Extracted data Block Start

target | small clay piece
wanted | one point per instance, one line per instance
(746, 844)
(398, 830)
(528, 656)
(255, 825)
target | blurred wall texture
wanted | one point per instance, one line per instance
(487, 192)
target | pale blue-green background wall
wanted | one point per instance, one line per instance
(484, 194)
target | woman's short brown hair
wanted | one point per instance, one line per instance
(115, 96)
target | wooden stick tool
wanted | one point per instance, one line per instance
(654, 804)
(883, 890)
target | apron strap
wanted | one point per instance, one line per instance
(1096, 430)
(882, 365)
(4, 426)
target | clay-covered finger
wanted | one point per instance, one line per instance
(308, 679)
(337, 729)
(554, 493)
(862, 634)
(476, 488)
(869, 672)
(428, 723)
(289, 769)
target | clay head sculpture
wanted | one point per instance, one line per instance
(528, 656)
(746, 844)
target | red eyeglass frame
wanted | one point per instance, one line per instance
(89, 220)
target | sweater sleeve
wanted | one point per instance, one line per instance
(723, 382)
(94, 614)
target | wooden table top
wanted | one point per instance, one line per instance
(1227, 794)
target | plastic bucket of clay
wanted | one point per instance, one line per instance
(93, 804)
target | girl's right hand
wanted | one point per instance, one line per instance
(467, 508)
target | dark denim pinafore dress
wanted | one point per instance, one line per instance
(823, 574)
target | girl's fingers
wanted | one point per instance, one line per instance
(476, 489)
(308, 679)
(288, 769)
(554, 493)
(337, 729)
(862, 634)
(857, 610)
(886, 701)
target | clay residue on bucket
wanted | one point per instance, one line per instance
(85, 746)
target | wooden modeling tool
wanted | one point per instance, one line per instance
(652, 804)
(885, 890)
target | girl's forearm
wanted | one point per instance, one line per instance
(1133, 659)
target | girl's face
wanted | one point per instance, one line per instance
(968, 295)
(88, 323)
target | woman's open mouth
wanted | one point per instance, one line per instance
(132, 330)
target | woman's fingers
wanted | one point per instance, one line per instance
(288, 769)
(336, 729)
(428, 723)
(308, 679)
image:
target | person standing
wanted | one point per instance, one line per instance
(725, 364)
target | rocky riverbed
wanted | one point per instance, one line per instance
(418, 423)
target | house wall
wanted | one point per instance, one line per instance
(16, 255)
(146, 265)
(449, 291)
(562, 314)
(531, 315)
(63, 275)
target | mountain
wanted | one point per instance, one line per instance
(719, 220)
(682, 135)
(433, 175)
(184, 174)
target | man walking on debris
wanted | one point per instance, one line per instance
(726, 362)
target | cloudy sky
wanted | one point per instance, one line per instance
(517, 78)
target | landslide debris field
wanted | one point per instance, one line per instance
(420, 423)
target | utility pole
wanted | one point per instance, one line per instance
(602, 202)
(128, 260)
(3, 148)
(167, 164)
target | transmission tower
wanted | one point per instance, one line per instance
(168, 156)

Extracted data Block End

*The problem*: Starting at the line that contains "target | girl's forearm", output each remaining line of the listing, the last line included, exactly as it appears.

*Exercise answer*:
target | girl's forearm
wanted | one point per instance, one line per instance
(1133, 659)
target | girl's face
wanted | one point per instance, one line per instance
(968, 295)
(88, 323)
target | woman's open mouth
wanted | one point per instance, one line per instance
(132, 330)
target | woman's fingers
wanted | one point per instance, one line per instance
(288, 769)
(336, 729)
(428, 723)
(308, 679)
image:
target | person standing
wanted | one point per instance, one line per instance
(725, 364)
target | rocky riverbed
wanted | one point per instance, one line per instance
(418, 423)
target | house wall
wanted | one point per instance, one line per instance
(16, 255)
(146, 265)
(449, 291)
(562, 314)
(531, 315)
(63, 275)
target | mountain
wanted | one point per instance, one line per instance
(719, 220)
(682, 135)
(433, 175)
(184, 174)
target | man walking on debris
wanted | one point per instance, one line per instance
(726, 362)
target | cloudy sky
wanted | one point per instance, one line per instance
(517, 78)
target | landslide debris field
wanted | one point per instance, one line per instance
(420, 423)
target | utility pole
wanted | one point per instance, one line per instance
(602, 202)
(128, 260)
(3, 148)
(167, 164)
target | transmission tower
wanted | one point per instance, one line per instance
(168, 156)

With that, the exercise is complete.